Requirement 1:
Copy from the startup article the passage that begins at the words "Some are still" and ends after "founder who shouldn’t.", reproducing it word for word.
Requirement 2:
Shorten the paragraph of the startup article that begins "Some are still in college" and keep its main facts.

There are 5 good reasons to build a startup and 1 bad one
As a startup mentor and investor, I spend much of my day speaking with early-stage startup founders.
Some are still in college, others retired. Some are based in the US; many are overseas. Some have already founded their startup while others are debating what to do. Founders come from all walks of life with a kaleidoscope of backgrounds and experience.
But it’s usually easily to tell which ones will become successful founders and which ones should stick with regular jobs.
Here’s the 5 reasons why you’d be a great startup founder, and the biggest reason many people want to be founder who shouldn’t.
Every day at an early-stage startup is a roller coaster. You get a customer excited about your product, then they transfer to a new job. A big investor says your startup is a perfect fit for their portfolio. Then their investment committee votes no.
You feel like there’s no hope, that you’re wasting your time, then a huge purchase order drops into your email. You’re ready to celebrate the win when your head of engineering says she’s leaving for another job. You’re celebrating shipping the product when a bug takes down the system and you have to scramble all night to fix it. Aargh.
At a startup, it’s 3 steps forward and 2.9 steps back. On a good day. The business hangs in the balance. You can never relax and enjoy your success for more than a few minutes before something goes seriously wrong. You’re ready to give up when a customer tweets that your product is the best thing ever.

Dataset content:
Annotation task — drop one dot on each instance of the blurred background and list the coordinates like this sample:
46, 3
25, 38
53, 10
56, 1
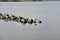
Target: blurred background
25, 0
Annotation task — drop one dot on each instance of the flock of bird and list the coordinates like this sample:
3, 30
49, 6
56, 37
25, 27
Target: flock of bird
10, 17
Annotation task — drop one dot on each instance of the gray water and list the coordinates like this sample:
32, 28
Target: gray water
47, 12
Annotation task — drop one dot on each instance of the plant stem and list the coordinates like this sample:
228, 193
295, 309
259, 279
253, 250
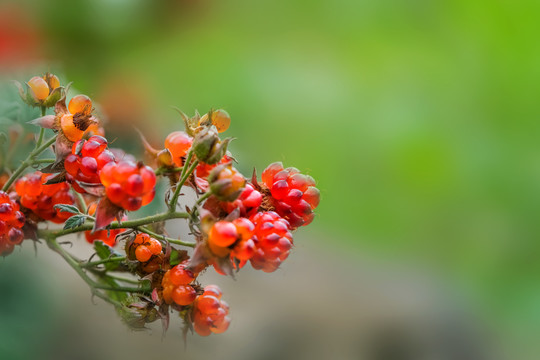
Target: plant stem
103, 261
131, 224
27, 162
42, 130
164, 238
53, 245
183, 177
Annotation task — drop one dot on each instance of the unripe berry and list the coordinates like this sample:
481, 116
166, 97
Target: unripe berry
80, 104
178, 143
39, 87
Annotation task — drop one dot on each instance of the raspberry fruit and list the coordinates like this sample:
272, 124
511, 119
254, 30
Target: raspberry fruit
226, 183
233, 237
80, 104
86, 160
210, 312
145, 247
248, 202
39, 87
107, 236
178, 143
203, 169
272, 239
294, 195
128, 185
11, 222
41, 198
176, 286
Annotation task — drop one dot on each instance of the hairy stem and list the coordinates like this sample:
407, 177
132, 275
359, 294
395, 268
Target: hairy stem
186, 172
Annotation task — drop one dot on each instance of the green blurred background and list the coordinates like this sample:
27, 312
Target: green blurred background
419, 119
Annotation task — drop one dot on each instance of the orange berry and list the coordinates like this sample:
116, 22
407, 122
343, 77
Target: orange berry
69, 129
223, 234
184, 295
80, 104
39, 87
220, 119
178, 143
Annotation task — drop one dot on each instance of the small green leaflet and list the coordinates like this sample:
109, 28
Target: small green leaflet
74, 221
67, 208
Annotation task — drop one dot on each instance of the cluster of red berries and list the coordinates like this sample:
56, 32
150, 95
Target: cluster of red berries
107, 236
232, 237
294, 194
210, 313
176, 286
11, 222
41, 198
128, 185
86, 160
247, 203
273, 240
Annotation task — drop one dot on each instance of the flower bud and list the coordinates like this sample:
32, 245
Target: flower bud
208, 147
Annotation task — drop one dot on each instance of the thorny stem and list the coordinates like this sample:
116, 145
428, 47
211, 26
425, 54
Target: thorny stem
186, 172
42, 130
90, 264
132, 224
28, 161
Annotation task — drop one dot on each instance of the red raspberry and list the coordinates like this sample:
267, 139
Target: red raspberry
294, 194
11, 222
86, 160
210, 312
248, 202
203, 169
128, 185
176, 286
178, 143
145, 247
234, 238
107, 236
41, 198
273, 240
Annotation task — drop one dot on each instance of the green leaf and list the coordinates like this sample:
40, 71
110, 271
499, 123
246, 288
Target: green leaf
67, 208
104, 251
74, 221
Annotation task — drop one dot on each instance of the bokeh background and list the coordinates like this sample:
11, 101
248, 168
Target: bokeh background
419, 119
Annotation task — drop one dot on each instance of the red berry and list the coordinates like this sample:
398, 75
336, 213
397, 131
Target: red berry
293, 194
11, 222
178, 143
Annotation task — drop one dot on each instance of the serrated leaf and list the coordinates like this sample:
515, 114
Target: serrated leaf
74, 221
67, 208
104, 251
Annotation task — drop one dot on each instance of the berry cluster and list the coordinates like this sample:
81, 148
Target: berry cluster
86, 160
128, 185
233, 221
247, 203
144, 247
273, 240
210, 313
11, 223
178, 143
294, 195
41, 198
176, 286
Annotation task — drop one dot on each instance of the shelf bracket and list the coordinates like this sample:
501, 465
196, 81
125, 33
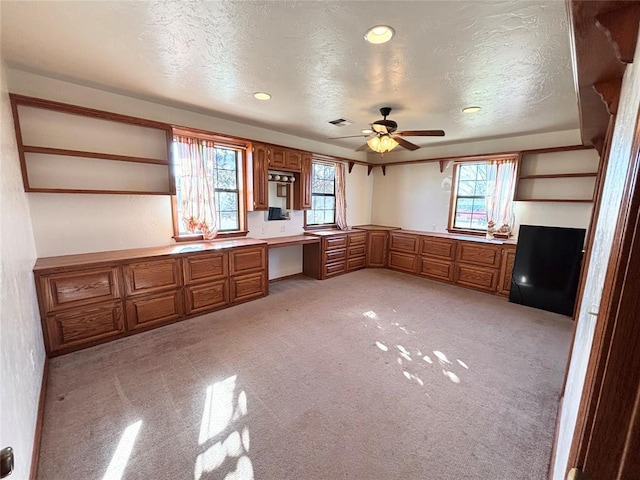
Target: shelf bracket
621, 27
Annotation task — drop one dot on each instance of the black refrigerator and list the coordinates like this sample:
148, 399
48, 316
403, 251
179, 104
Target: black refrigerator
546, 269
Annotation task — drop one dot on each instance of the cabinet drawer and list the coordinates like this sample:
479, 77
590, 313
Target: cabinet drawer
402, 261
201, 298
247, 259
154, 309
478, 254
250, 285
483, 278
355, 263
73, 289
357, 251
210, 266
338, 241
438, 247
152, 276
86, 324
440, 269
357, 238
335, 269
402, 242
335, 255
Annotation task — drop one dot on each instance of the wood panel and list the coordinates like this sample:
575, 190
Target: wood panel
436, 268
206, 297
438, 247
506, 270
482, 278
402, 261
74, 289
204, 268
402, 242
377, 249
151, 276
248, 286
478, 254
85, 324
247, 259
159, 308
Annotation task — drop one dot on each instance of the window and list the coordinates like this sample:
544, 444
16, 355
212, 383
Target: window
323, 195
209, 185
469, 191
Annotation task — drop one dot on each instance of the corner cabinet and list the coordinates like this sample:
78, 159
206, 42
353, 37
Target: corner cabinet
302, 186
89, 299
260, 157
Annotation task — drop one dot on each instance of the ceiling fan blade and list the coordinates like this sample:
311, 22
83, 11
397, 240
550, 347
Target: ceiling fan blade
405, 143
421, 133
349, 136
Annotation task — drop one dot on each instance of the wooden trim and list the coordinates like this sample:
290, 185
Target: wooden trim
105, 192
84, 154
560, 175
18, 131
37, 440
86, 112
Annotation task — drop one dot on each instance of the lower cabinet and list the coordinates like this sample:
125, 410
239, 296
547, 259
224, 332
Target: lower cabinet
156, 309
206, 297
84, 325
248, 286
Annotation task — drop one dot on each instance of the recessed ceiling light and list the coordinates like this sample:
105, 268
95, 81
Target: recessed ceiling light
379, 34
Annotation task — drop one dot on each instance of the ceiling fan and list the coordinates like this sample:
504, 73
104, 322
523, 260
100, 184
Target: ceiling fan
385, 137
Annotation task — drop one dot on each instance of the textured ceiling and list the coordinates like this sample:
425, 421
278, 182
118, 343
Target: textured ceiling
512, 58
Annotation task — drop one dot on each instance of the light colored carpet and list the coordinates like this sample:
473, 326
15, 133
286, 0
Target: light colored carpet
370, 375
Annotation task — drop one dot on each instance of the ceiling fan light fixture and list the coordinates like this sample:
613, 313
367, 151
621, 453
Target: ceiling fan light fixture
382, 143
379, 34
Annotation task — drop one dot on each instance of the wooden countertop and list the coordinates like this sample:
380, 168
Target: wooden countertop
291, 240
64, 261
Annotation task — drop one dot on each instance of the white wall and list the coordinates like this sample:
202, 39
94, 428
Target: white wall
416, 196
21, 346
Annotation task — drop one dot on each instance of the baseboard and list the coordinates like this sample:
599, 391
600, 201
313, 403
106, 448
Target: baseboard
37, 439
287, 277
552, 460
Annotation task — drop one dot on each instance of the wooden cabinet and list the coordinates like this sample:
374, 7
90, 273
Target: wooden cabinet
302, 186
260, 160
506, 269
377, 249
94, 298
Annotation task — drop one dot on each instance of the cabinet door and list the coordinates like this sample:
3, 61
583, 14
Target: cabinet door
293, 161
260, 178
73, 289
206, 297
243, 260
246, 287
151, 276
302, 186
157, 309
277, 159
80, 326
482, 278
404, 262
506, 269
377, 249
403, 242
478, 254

Worked solution 1:
Some are still in college, others retired. Some are based in the US; many are overseas. Some have already founded their startup while others are debating what to do. Founders come from all walks of life with a kaleidoscope of backgrounds and experience.
But it’s usually easily to tell which ones will become successful founders and which ones should stick with regular jobs.
Here’s the 5 reasons why you’d be a great startup founder, and the biggest reason many people want to be founder who shouldn’t.

Worked solution 2:
Founders vary widely. Some are in college and others are retired. Some are based in the US and many are overseas. Some have already founded a startup while others are still deciding.